═══ 提示テキスト

第4回 情報セキュリティ管理対策の紹介

竹村 恵一(富士総合研究所)2003年04月30日 10時00分

 情報セキュリティの重要性、その標準化の必要性については、前回までに述べてきた。今回は、複数ある情報セキュリティ管理の標準について、なぜ複数の標準が並立しているのか、またそれぞれはどのように関連し合っているのか、実際にセキュリティ管理を行うにあたって、どの標準にどのように対応していったらいいのか等について整理し、確認をしていくことにする。

セキュリティ管理標準の種類

 情報セキュリティ管理に関する標準は、大きく分けて3つのグループに分類することができる。すなわち、1つめはCC(Common Criteria)を中心としたグループであり、このグループは技術的対策が主なテーマとなっている。2つめのグループは組織的なセキュリティに関わるもので、このグループでは組織的な対策や、そのためのセキュリティポリシの策定などがテーマである。3つめは、セキュリティマネジメントにあたり必要となるリスクアセスメントなどの具体的な方法などを示し、ガイドとなるようなグループのものである。

 1つめのグループに属するものは、古くから欧米でITセキュリティ評価のための共通の仕様として用いられていたCCや、これを元にISO/IECによって国際標準化が図られたISO/IEC 15408およびその和訳であるJIS X 5070などが含まれる。このISO/IEC 15408は、IT技術で防ぐことの出来る脅威を対象としており、IT製品やシステムのセキュリティを評価・保証する7段階からなるレベル(EAL:Evaluation Agreement Level)を規定し、それぞれに製品やシステムが、その中の特定のレベルの条件を満たすかどうかを評価するような仕組みを提供している。

══════
═══ データ内容

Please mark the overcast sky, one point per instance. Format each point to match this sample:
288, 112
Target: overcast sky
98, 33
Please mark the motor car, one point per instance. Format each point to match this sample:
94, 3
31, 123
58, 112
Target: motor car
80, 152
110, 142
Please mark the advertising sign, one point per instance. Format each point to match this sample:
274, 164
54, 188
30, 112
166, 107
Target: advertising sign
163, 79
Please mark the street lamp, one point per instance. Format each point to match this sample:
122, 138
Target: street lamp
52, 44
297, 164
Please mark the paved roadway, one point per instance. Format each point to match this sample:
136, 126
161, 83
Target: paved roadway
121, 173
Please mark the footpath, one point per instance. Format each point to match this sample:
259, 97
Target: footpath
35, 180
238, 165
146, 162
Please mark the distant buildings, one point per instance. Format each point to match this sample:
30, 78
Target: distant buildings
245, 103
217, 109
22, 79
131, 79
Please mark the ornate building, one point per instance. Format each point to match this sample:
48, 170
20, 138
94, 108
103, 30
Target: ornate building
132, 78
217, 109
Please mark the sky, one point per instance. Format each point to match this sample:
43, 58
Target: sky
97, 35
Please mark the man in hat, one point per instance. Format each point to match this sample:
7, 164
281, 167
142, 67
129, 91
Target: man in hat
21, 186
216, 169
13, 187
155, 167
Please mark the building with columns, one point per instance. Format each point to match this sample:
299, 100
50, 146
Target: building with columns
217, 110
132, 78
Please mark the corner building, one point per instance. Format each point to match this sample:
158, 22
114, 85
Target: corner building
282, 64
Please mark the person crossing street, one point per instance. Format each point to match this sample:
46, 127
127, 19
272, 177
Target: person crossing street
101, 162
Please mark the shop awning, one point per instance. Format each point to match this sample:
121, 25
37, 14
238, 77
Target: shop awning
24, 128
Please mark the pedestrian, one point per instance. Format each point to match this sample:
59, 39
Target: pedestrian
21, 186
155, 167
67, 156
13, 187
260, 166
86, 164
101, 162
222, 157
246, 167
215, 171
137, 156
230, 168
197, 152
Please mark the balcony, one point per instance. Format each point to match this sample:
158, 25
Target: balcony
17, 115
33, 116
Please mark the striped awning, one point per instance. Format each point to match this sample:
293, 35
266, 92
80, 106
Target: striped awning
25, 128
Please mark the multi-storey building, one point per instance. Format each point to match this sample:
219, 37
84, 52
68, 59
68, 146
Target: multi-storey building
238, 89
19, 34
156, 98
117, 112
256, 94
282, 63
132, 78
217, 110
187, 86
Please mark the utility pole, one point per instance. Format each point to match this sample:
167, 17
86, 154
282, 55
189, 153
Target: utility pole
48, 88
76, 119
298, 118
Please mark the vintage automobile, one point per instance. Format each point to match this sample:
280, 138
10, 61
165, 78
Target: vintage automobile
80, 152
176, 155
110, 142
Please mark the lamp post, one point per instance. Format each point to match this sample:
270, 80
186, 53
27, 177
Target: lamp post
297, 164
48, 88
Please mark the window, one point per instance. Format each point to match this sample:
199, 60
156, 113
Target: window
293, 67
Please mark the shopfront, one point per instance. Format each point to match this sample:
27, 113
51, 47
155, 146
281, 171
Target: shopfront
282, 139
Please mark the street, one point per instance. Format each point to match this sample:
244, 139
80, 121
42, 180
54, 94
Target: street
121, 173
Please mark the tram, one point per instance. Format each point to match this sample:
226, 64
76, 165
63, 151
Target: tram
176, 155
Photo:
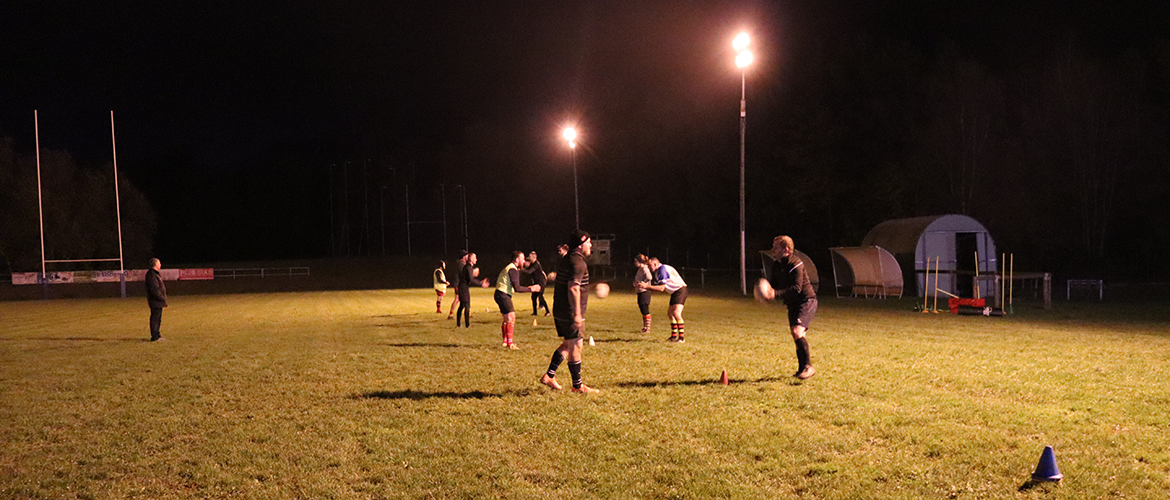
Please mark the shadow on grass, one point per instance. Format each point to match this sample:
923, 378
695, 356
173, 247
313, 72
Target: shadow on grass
422, 395
601, 341
708, 382
433, 344
88, 338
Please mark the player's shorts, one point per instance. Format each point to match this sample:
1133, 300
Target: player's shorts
565, 329
644, 302
504, 302
802, 313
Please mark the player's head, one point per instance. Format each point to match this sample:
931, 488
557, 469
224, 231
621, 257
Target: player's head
580, 241
783, 246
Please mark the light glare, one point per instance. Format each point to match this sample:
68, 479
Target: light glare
741, 41
743, 59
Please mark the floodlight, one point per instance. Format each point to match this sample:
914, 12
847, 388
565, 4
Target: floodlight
741, 41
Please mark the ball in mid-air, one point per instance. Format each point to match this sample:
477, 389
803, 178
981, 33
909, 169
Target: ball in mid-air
764, 290
601, 290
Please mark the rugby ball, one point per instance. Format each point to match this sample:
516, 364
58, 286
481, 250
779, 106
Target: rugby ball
601, 290
764, 290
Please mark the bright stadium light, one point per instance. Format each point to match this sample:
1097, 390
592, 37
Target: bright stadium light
743, 59
741, 41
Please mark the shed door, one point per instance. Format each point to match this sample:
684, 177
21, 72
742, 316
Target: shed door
965, 246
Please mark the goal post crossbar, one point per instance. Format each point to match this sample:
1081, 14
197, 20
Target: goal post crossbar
83, 260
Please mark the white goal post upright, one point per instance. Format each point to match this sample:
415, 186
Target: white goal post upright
117, 204
40, 205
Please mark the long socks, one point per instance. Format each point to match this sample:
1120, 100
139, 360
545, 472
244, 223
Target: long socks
506, 331
575, 369
557, 357
803, 356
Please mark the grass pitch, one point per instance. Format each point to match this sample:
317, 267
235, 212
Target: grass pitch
356, 395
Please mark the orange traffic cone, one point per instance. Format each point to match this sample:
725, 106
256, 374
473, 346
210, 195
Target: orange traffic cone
1046, 470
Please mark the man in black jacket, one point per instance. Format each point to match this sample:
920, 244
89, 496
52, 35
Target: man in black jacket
156, 296
468, 276
536, 273
790, 283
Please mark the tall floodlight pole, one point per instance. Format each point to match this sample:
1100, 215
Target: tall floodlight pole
742, 60
462, 216
570, 135
442, 192
382, 211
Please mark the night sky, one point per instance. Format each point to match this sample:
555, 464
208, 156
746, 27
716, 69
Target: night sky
293, 129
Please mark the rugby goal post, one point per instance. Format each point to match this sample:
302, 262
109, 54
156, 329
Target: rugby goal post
40, 206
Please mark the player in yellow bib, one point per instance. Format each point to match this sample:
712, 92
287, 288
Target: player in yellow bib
441, 283
508, 283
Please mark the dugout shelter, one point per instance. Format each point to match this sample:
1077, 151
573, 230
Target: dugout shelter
866, 272
962, 246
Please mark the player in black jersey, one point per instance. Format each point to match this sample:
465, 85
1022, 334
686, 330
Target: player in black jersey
791, 283
570, 299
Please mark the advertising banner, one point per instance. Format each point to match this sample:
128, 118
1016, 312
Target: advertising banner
112, 276
197, 274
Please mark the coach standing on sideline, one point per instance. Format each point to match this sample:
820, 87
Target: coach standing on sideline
156, 296
569, 301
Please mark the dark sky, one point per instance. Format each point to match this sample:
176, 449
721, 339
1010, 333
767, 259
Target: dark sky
219, 102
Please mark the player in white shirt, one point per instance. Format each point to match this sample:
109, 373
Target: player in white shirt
666, 279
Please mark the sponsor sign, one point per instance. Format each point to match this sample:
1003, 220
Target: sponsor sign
23, 278
112, 276
197, 274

══════

### 課題内容 1
セキュリティ管理標準の記事から、「情報セキュリティの重要性、そ」で始まり「ようなグループのものである。」で終わる部分を一字一句そのまま書き写してください。
### 課題内容 2
次の(a)〜(c)がセキュリティ管理標準の記事の内容と一致するかを、それぞれ「はい」か「いいえ」で答えてください。判断の根拠となる記事中の語句を正確に引用してください。
(a) 情報セキュリティ管理に関する標準は、大きく3つのグループに分けられる。
(b) ISO/IEC 15408は、組織的な対策によって防ぐ脅威を対象としている。
(c) ISO/IEC 15408が規定する評価レベルは5段階である。
### 課題内容 3
セキュリティ管理標準の記事では、JIS X 5070は何の和訳とされていますか。
レコードはこの作業とは関係ありません。

### 想定解答 1
情報セキュリティの重要性、その標準化の必要性については、前回までに述べてきた。今回は、複数ある情報セキュリティ管理の標準について、なぜ複数の標準が並立しているのか、またそれぞれはどのように関連し合っているのか、実際にセキュリティ管理を行うにあたって、どの標準にどのように対応していったらいいのか等について整理し、確認をしていくことにする。

セキュリティ管理標準の種類

 情報セキュリティ管理に関する標準は、大きく分けて3つのグループに分類することができる。すなわち、1つめはCC(Common Criteria)を中心としたグループであり、このグループは技術的対策が主なテーマとなっている。2つめのグループは組織的なセキュリティに関わるもので、このグループでは組織的な対策や、そのためのセキュリティポリシの策定などがテーマである。3つめは、セキュリティマネジメントにあたり必要となるリスクアセスメントなどの具体的な方法などを示し、ガイドとなるようなグループのものである。

### 想定解答 2
(a) はい:「大きく分けて3つのグループに分類することができる」
(b) いいえ:「IT技術で防ぐことの出来る脅威を対象としており」
(c) いいえ:「7段階からなるレベル」

### 想定解答 3
ISO/IEC 15408の和訳です。